#### [Exercise aim]
Below is a set of entries. Reproduce exactly the lines from the one containing "the woman's shoulder" through the end, both included.

#### [Data to process]
┄┄┄┄┄┄┄┄┄┄┄┄┄┄┄┄┄┄┄┄

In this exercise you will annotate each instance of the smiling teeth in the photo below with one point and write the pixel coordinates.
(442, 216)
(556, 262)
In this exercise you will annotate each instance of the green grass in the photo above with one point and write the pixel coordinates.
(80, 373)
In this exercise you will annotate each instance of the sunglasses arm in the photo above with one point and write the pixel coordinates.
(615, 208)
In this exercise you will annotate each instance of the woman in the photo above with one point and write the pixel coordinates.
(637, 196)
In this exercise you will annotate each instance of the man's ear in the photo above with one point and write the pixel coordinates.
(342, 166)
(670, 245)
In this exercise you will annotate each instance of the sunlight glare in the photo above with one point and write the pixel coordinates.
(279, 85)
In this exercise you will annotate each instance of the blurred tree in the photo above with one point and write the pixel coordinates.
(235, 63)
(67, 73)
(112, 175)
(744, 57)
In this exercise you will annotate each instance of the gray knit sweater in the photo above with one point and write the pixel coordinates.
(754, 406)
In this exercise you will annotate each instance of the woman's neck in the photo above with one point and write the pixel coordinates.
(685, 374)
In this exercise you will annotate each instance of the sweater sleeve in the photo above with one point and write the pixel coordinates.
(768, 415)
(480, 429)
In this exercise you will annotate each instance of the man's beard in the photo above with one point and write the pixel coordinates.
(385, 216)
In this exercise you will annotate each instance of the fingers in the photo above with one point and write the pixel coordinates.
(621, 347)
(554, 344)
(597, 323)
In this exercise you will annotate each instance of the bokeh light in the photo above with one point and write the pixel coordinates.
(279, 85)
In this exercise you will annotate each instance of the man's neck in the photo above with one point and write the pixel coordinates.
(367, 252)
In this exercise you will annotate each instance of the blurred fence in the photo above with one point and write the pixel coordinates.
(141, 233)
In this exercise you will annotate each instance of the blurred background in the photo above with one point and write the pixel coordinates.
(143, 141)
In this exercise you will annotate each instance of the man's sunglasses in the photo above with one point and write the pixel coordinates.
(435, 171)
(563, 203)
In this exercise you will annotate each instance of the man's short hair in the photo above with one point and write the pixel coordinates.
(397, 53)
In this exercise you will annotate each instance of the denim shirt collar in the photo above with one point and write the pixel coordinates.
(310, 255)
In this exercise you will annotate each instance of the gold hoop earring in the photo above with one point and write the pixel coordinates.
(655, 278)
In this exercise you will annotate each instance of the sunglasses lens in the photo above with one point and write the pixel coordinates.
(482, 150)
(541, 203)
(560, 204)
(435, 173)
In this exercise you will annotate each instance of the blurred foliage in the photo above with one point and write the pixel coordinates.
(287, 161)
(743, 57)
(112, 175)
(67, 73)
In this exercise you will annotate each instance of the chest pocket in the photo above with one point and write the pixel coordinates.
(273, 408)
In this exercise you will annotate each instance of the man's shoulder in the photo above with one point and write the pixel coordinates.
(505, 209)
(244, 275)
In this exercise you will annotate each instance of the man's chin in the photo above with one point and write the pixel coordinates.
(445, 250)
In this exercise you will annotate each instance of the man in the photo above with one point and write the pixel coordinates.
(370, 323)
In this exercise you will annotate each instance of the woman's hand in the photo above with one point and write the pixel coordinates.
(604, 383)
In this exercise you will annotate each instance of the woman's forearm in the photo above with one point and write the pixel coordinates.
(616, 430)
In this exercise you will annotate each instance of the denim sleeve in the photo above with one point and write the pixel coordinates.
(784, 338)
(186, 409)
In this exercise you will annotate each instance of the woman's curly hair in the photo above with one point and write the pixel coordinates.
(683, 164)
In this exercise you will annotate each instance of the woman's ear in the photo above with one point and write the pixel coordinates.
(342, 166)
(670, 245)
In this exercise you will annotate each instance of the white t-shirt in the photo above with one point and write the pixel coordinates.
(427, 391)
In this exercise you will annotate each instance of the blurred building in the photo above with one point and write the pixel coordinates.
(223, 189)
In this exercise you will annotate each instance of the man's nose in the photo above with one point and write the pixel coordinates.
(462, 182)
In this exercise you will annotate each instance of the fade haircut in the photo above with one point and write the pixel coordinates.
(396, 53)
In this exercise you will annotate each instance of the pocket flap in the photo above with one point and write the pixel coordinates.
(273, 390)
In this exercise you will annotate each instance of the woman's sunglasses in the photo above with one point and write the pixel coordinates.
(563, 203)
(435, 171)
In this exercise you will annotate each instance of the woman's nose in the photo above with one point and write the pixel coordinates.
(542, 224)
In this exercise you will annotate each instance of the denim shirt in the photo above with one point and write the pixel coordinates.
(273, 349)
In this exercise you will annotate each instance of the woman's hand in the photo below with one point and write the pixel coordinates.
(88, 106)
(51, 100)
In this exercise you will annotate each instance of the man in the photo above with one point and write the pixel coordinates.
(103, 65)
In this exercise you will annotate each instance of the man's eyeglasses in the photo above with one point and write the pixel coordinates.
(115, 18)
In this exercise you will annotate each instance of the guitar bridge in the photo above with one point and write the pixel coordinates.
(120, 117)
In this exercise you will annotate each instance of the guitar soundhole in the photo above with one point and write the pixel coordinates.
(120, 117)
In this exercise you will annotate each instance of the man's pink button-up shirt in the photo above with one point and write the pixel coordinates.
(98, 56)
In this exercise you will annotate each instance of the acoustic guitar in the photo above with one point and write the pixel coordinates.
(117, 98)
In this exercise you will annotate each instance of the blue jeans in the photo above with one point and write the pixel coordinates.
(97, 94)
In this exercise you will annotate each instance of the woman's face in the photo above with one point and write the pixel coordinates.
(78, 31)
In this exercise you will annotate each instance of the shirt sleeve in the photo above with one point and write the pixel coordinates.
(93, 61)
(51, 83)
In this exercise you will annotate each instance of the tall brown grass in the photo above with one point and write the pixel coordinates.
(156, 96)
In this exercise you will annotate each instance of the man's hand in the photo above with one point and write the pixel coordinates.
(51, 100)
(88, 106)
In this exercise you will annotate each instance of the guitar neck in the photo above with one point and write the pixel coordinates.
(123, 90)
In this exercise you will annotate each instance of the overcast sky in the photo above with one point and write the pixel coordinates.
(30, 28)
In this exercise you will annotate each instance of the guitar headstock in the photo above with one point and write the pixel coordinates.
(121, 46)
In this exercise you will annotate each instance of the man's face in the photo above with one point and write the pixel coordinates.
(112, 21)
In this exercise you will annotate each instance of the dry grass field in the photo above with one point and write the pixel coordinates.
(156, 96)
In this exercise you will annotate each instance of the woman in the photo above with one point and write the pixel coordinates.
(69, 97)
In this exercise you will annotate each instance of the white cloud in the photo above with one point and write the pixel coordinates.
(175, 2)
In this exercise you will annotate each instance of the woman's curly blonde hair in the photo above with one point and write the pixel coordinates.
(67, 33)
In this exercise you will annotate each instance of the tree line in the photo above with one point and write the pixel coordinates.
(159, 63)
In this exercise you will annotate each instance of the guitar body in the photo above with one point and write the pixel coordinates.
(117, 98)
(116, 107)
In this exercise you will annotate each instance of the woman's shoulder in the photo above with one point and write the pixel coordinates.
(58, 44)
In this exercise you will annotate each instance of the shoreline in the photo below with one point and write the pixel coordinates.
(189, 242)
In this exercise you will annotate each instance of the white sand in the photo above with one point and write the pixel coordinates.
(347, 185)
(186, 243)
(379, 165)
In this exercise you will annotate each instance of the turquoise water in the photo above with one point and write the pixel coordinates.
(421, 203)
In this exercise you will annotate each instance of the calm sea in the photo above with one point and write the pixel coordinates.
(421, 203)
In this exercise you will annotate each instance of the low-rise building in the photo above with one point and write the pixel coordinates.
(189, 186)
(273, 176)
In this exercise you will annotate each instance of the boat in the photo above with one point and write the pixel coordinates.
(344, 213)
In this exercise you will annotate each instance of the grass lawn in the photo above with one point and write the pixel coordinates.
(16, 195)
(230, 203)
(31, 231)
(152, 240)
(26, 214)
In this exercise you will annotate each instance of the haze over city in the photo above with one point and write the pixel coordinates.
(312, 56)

┄┄┄┄┄┄┄┄┄┄┄┄┄┄┄┄┄┄┄┄

#### [Answer to the task]
In this exercise you will annotate each instance of the woman's shoulder in the photo above with one point and write the pixel coordinates.
(58, 44)
In this exercise you will annotate each instance of the shoreline in the photo below with one point and write the pixel coordinates.
(189, 242)
In this exercise you will annotate each instance of the white sand in the photo above with one point and write the pixel coordinates.
(347, 185)
(186, 243)
(379, 165)
In this exercise you will annotate each instance of the turquoise water in the photo above with one point and write the pixel coordinates.
(421, 203)
In this exercise you will annotate each instance of the calm sea in the photo above with one point and write the pixel coordinates.
(421, 203)
In this exercise you will annotate each instance of the low-rise building in the photo above with one point and write the pixel coordinates.
(189, 186)
(273, 176)
In this exercise you will annotate each instance of the boat in the photo above with one point and write the pixel coordinates.
(344, 213)
In this exercise you will annotate each instance of the grass lawn in the photo above with one point and write the pixel coordinates.
(16, 195)
(230, 203)
(31, 231)
(152, 240)
(26, 214)
In this exercise you will annotate each instance of the haze over city in the photo above with one point and write the pixel coordinates.
(312, 56)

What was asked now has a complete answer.